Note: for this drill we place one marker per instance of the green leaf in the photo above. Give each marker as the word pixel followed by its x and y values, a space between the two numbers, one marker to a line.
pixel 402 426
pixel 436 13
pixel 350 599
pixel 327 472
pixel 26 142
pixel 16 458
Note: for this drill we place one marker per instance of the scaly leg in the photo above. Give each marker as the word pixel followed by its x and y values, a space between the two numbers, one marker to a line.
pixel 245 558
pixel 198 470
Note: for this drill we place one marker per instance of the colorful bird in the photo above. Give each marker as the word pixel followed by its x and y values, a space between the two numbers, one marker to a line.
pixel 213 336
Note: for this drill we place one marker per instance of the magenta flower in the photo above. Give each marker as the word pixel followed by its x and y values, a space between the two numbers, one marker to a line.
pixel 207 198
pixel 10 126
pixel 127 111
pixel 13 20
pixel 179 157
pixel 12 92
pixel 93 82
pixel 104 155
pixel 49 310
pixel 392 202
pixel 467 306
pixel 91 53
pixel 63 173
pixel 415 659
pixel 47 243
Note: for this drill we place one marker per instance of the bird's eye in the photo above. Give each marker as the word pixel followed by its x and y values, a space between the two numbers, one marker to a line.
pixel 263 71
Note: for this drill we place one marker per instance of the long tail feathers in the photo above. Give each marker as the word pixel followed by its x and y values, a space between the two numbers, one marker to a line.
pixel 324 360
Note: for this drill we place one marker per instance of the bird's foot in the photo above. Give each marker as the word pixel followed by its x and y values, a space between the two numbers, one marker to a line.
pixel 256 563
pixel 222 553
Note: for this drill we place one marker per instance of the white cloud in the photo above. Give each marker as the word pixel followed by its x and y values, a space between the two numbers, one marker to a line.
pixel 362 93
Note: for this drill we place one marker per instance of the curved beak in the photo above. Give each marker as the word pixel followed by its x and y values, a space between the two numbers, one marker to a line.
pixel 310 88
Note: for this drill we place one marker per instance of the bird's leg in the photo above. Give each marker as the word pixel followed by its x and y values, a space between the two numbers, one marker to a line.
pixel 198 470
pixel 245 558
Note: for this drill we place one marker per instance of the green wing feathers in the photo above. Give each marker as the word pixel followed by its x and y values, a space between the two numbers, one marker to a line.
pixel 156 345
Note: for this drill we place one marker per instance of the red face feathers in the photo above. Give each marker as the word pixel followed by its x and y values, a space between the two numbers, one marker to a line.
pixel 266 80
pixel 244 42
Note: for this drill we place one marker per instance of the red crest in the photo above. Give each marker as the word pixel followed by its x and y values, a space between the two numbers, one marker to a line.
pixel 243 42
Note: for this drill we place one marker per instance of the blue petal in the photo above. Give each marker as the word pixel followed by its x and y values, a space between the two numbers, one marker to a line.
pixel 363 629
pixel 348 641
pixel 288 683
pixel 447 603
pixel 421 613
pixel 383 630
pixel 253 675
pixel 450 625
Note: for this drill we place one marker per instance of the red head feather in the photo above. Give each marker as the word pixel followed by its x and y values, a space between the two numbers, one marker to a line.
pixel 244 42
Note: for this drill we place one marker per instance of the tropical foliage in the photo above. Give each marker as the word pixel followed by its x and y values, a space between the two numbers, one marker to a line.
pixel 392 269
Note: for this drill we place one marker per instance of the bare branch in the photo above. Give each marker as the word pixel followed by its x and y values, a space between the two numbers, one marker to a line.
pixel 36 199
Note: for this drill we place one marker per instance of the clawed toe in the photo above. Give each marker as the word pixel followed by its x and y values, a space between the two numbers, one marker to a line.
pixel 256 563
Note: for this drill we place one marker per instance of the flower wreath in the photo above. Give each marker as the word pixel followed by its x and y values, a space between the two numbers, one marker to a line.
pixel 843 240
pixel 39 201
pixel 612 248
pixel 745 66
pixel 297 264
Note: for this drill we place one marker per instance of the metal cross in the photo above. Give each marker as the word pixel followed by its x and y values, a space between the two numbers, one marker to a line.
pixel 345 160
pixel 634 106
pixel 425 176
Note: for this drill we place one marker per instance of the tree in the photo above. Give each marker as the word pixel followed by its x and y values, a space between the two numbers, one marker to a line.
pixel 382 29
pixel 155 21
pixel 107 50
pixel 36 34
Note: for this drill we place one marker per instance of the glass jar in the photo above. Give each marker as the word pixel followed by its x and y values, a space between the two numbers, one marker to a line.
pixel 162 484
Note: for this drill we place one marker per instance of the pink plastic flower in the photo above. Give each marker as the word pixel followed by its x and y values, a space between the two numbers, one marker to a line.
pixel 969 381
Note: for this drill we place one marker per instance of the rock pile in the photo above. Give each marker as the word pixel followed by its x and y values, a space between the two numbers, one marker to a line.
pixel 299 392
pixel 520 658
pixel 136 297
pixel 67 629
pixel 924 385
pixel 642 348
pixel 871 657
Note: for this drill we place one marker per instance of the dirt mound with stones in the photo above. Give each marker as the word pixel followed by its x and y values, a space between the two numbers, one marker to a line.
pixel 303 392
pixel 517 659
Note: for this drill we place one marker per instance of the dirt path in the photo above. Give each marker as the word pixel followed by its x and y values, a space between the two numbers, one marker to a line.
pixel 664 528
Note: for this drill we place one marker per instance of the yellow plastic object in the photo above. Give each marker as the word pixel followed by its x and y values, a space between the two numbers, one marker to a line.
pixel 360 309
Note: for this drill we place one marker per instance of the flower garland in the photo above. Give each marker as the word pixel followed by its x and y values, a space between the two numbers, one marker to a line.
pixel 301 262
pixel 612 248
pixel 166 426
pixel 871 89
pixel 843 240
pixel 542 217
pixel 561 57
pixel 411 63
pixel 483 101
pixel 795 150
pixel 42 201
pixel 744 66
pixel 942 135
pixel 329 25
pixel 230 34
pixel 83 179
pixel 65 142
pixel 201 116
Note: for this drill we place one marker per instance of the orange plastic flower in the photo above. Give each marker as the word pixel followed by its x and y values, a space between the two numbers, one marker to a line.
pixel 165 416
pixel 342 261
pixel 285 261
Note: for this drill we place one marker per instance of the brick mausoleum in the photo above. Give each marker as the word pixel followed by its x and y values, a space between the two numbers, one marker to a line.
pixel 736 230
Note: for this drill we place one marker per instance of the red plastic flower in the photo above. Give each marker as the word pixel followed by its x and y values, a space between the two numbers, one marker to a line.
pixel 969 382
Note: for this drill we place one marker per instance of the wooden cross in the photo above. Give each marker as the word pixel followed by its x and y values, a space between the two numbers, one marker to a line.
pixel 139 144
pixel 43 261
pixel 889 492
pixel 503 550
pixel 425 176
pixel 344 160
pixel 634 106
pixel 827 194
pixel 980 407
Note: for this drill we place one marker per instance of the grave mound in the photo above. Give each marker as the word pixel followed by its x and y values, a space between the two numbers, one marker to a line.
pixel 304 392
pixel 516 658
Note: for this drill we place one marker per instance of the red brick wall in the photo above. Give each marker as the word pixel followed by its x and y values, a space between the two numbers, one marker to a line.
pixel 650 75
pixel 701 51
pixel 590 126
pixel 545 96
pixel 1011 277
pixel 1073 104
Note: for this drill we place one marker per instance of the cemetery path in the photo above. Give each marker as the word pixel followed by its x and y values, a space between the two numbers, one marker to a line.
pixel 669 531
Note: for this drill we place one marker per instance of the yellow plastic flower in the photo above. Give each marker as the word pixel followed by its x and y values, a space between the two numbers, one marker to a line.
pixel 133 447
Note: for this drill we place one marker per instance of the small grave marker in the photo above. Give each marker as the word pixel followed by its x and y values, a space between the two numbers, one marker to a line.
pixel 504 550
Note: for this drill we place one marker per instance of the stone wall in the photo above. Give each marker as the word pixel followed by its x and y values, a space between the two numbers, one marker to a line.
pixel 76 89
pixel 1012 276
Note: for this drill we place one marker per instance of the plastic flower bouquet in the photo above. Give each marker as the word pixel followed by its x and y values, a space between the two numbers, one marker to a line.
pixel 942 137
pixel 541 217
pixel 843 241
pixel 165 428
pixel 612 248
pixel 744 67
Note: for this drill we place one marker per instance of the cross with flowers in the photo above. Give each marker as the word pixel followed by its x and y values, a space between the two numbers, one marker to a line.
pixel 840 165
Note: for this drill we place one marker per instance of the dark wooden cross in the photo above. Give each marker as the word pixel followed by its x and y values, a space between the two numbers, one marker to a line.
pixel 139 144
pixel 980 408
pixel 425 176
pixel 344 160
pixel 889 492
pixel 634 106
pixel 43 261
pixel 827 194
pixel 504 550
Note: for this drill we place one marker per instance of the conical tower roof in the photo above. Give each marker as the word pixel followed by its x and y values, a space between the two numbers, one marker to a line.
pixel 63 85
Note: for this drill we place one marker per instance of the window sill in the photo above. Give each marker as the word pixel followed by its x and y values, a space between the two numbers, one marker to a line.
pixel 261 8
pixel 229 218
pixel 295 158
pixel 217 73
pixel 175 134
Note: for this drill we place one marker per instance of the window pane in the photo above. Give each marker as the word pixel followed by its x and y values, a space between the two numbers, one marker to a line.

■ **AIM**: Reproduce verbatim the lines of the records starting at the line that contains "of the stone" and ending at the line that contains "pixel 840 165", including both of those lines.

■ **ANSWER FOR THIS EXERCISE**:
Note: for this drill we place one marker per instance of the stone wall in the photo above. Give each marker as the word pixel followed by its x and y values, a space between the two numbers, one marker to a line.
pixel 76 89
pixel 1012 276
Note: for this drill we place one marker per instance of the plastic flower bouquet in the photo above. Give each marker as the word pixel followed by its x and y values, a space between the two numbers, one marker to a line.
pixel 942 137
pixel 541 217
pixel 843 241
pixel 165 428
pixel 612 248
pixel 744 67
Note: for this drill we place one marker per instance of the cross with flowers in the photo above. Give each marker as the word pixel followed by its x and y values, a space between the two numbers, one marker to a line.
pixel 840 165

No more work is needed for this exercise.